Tolerability differences are the part of this picture clinicians will recognize fastest. The sedation signal for cyclobenzaprine is a class effect of its tricyclic-like pharmacology, and it is exactly the reason cyclobenzaprine sits on the American Geriatrics Society Beers Criteria list of medications to avoid in adults aged ≥65.21 Baclofen's neurological adverse-event profile — dizziness, altered mental status, occasional metabolic encephalopathy — reflects its central GABA-B agonism and is well-documented in pharmacovigilance data.22 Tizanidine's profile in this cohort, mostly transient sedation, supports its use when daytime function needs to be preserved.

Implications for spine practice

For the spine community, the most actionable signal is the opioid-sparing effect of tizanidine. A 24% relative reduction in 30-day opioid prescribing is not a small thing in 2026 — it is the kind of marginal gain that adds up across a practice. A few clinical scenarios where this matters:

  • Patients with acute axial pain awaiting surgical evaluation
  • Patients deferring surgery, where conservative management is expected to do real work
  • Pre-procedural optimization pathways, where minimizing perioperative opioid exposure has become a quality metric in its own right
  • Older adults — where cyclobenzaprine is essentially off the table per Beers Criteria21 and tizanidine becomes the more sensible choice within the class

The broader takeaway: muscle relaxants are not interchangeable. Choosing between them on the basis of perceived equivalence misses real differences in opioid-sparing potential and tolerability that show up only at scale, in data like this.
|---|
# WHAT TO WORK ON:
Translate into Spanish this sentence from the muscle relaxant text above: "Tizanidine's profile in this cohort, mostly transient sedation, supports its use when daytime function needs to be preserved."
|---|
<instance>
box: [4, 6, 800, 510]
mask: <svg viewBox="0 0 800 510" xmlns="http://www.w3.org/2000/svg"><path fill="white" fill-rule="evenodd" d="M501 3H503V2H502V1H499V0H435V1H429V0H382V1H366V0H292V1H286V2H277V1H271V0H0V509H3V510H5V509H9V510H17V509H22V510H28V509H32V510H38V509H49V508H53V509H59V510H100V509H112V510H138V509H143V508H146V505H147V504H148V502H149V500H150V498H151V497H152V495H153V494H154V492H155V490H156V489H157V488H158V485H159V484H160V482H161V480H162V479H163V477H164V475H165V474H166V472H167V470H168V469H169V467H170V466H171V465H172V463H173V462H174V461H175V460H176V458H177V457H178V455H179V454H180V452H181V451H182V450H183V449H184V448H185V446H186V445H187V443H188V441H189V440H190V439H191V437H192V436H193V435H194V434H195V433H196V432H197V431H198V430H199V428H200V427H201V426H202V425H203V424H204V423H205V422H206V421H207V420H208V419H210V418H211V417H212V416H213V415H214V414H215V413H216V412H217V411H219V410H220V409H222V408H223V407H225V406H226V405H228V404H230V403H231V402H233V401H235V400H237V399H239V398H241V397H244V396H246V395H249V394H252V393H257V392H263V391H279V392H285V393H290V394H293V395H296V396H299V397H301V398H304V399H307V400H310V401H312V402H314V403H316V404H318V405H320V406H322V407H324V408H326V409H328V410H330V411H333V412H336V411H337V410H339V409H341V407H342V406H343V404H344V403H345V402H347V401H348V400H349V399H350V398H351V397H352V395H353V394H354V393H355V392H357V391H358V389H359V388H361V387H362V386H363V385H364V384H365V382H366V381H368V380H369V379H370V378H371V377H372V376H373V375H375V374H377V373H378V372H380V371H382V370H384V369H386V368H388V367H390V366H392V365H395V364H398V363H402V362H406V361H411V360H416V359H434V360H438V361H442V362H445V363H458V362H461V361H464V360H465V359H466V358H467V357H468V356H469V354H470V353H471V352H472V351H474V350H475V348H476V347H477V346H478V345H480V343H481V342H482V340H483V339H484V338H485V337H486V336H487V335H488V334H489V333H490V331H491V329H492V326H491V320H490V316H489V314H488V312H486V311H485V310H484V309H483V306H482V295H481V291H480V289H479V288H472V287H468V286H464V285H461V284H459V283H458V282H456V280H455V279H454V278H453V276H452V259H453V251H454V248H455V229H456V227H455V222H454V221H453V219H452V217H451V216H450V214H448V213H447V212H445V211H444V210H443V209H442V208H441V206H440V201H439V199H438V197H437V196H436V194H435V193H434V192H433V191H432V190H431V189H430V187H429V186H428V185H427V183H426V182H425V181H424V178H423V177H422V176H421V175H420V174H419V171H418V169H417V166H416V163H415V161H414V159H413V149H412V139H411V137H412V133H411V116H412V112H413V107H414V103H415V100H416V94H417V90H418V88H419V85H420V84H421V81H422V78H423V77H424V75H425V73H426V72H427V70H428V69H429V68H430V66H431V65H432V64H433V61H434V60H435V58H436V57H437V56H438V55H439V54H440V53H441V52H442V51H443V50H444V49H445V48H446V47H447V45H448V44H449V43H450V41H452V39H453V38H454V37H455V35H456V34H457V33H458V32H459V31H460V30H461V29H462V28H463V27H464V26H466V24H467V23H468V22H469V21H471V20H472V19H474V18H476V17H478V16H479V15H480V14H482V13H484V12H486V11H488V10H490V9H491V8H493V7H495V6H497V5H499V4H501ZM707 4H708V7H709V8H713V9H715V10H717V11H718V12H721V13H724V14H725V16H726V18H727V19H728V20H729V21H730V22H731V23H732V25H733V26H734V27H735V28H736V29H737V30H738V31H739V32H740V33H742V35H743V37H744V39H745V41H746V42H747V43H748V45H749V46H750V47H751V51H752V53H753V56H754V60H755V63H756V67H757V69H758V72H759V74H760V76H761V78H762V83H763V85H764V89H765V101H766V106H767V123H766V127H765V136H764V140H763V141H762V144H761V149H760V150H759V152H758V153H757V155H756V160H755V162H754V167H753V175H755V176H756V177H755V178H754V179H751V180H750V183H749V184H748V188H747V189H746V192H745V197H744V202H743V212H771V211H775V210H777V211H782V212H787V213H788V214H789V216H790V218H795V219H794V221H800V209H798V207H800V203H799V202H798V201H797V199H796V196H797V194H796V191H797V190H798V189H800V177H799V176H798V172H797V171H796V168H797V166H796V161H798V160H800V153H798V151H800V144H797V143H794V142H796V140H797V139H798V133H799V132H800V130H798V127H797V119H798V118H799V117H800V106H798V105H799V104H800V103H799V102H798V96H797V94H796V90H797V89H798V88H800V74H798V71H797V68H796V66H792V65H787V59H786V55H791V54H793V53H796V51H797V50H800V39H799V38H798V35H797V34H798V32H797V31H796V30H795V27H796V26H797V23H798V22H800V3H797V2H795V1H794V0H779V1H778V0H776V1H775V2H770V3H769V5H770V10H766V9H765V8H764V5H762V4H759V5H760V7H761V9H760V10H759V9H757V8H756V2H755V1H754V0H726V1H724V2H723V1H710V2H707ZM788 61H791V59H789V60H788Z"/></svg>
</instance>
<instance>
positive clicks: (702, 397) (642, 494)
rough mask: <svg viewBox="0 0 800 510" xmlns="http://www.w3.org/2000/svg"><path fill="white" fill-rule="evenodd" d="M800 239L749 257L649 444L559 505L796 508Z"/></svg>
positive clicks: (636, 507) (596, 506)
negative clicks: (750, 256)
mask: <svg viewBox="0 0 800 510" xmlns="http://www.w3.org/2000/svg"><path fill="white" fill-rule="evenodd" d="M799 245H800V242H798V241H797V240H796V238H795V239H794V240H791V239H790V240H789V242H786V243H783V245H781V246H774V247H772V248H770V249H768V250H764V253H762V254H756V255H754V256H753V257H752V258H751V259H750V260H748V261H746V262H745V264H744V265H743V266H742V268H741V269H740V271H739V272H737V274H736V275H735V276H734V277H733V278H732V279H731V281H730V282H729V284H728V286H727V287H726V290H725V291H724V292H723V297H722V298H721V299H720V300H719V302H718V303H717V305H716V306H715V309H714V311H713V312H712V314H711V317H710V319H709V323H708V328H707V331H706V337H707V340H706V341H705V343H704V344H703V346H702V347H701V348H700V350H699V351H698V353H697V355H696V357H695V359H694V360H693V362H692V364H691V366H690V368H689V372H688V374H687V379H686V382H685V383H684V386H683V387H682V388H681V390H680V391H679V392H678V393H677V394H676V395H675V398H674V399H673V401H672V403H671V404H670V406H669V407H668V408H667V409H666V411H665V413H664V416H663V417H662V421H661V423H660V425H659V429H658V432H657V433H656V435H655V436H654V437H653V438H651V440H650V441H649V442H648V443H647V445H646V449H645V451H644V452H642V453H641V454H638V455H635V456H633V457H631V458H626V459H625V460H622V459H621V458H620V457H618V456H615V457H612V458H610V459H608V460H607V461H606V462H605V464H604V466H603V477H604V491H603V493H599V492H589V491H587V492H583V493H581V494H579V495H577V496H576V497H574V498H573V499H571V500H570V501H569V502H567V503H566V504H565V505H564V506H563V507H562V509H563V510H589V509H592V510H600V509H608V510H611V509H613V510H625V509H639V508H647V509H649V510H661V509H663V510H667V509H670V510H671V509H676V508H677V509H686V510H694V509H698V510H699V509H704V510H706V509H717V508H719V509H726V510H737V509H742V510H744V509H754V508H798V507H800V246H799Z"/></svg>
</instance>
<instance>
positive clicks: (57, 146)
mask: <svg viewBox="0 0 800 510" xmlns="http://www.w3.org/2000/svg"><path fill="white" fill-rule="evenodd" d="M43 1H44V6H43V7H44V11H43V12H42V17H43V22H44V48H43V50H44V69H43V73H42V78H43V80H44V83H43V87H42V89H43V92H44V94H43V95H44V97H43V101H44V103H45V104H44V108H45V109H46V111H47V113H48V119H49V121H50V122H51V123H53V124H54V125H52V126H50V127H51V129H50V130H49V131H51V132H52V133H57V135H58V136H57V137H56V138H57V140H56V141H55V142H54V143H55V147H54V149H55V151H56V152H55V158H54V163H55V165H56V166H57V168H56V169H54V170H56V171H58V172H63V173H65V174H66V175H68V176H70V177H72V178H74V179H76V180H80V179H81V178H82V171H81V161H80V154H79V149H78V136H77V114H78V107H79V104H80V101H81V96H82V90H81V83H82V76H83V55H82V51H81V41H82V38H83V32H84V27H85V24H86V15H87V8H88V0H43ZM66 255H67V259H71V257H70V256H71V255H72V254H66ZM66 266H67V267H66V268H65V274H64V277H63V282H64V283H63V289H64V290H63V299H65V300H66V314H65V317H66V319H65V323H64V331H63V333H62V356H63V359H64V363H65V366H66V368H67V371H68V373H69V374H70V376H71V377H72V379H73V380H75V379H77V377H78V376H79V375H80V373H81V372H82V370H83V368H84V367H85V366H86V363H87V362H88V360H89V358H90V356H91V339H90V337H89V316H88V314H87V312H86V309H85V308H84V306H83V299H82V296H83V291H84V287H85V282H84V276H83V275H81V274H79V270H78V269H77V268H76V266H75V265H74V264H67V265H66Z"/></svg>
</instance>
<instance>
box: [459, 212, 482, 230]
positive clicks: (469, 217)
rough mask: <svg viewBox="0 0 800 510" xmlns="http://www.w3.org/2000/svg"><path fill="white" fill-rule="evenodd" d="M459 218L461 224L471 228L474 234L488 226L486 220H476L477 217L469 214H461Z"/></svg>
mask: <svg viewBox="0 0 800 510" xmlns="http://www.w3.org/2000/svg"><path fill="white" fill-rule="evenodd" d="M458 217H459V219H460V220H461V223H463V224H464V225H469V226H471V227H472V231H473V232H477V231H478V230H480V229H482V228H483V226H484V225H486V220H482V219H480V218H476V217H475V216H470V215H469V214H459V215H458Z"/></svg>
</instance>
|---|
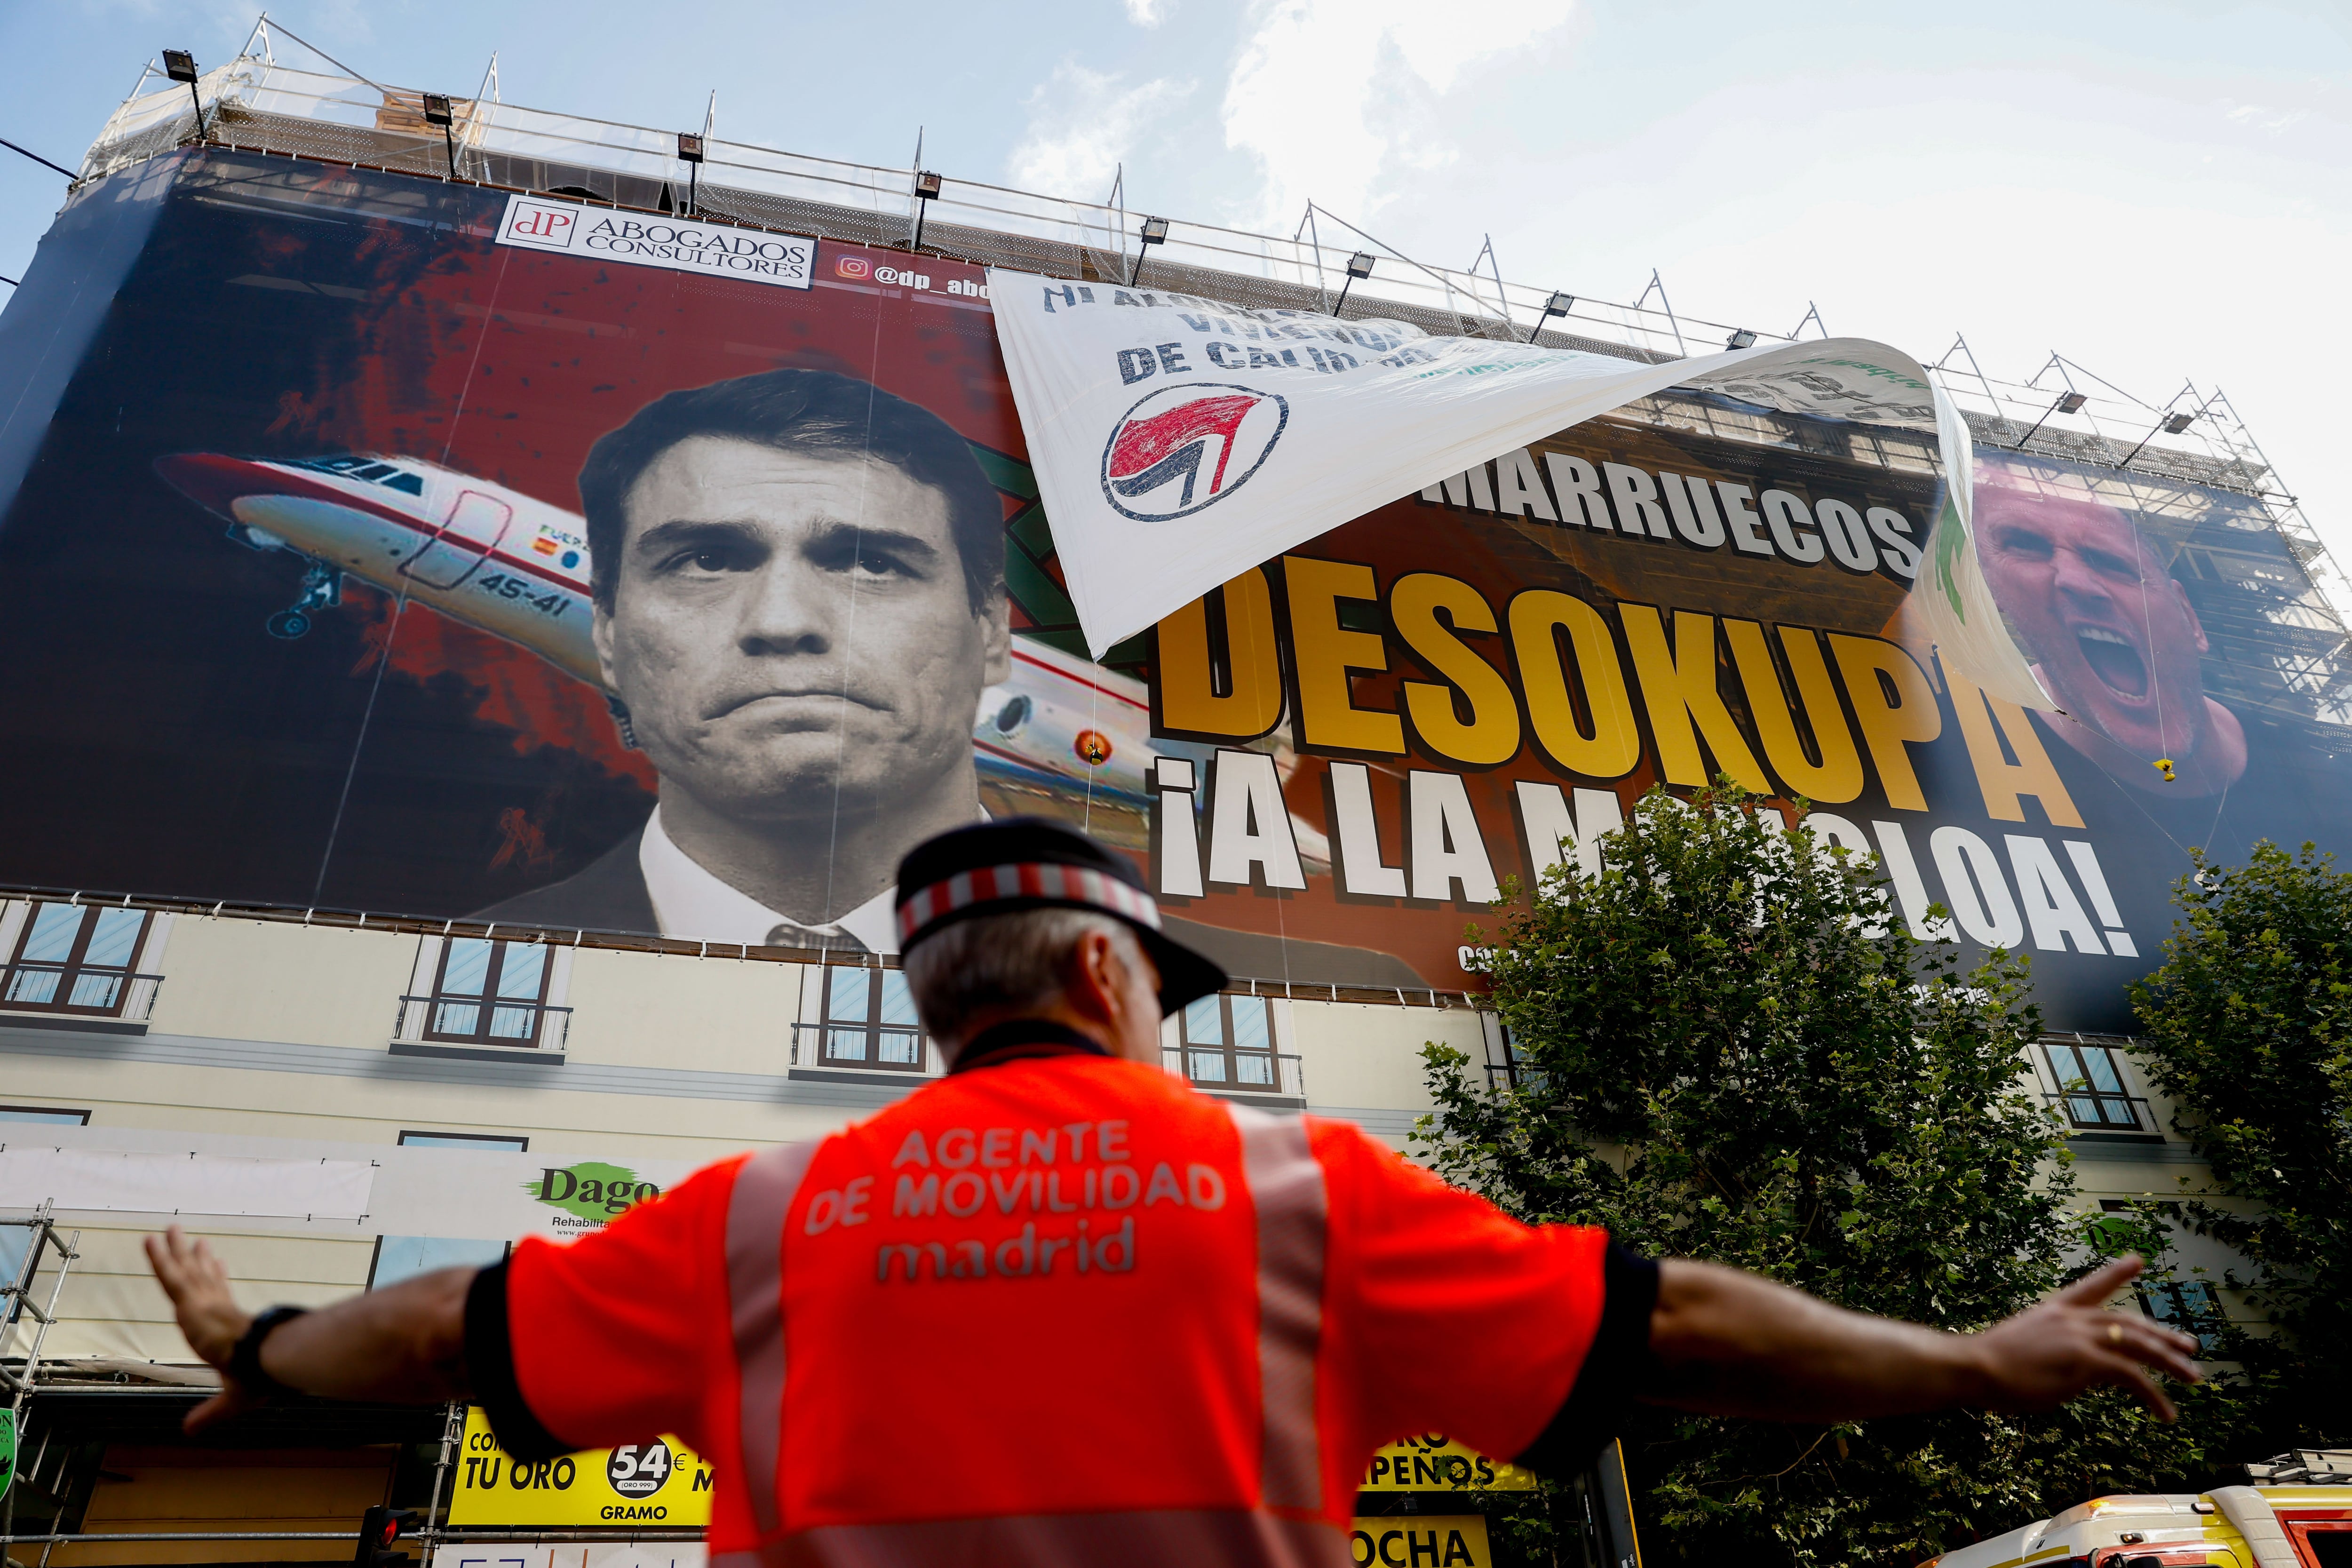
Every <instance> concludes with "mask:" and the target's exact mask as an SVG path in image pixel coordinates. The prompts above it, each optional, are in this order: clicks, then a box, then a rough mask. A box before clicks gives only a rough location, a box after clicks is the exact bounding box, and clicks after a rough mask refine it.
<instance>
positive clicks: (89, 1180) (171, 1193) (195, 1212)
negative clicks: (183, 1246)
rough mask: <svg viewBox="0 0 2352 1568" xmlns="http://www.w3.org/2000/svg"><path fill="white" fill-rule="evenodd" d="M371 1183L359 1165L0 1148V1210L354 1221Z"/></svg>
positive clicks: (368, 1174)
|---|
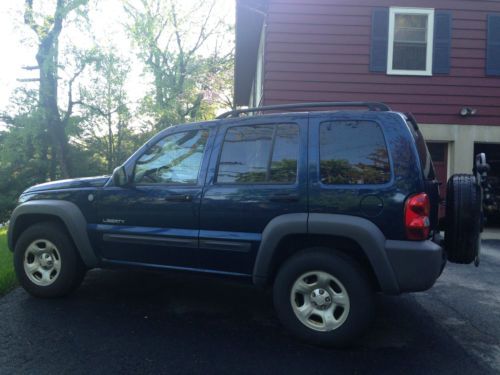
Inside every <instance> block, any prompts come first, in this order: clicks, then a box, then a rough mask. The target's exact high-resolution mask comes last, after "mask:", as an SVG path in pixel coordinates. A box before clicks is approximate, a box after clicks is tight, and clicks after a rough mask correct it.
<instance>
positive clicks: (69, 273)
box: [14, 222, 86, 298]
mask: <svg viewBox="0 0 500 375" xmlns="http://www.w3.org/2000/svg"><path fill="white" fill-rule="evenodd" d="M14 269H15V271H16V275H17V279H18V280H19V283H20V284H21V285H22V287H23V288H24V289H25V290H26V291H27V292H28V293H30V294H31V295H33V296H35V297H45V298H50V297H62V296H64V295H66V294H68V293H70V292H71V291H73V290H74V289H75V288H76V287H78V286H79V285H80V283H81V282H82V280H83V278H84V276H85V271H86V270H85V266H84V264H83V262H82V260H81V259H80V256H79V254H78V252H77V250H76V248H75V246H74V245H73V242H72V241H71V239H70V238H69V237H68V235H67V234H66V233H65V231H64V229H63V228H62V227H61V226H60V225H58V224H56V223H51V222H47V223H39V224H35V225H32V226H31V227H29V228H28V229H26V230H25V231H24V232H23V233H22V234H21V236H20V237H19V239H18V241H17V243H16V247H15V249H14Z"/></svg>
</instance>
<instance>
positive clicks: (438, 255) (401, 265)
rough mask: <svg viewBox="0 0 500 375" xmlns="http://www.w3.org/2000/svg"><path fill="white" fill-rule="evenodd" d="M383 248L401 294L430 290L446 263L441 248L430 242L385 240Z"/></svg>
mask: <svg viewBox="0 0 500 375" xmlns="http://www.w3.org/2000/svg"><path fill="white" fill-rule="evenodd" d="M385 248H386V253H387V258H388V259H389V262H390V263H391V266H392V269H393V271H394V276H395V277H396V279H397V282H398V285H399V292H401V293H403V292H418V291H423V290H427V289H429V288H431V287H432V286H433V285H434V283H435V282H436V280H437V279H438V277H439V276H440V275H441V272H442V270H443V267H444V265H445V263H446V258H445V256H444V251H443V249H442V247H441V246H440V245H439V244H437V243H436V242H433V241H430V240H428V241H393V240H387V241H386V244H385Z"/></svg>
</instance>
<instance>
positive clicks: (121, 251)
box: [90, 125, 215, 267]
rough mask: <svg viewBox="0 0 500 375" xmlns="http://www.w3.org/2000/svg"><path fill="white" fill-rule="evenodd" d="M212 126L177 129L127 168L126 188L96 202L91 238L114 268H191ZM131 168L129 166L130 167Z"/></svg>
|---|
# EXERCISE OUTPUT:
El perfil de la tizanidina en esta cohorte, principalmente sedación transitoria, respalda su uso cuando es necesario preservar la función diurna.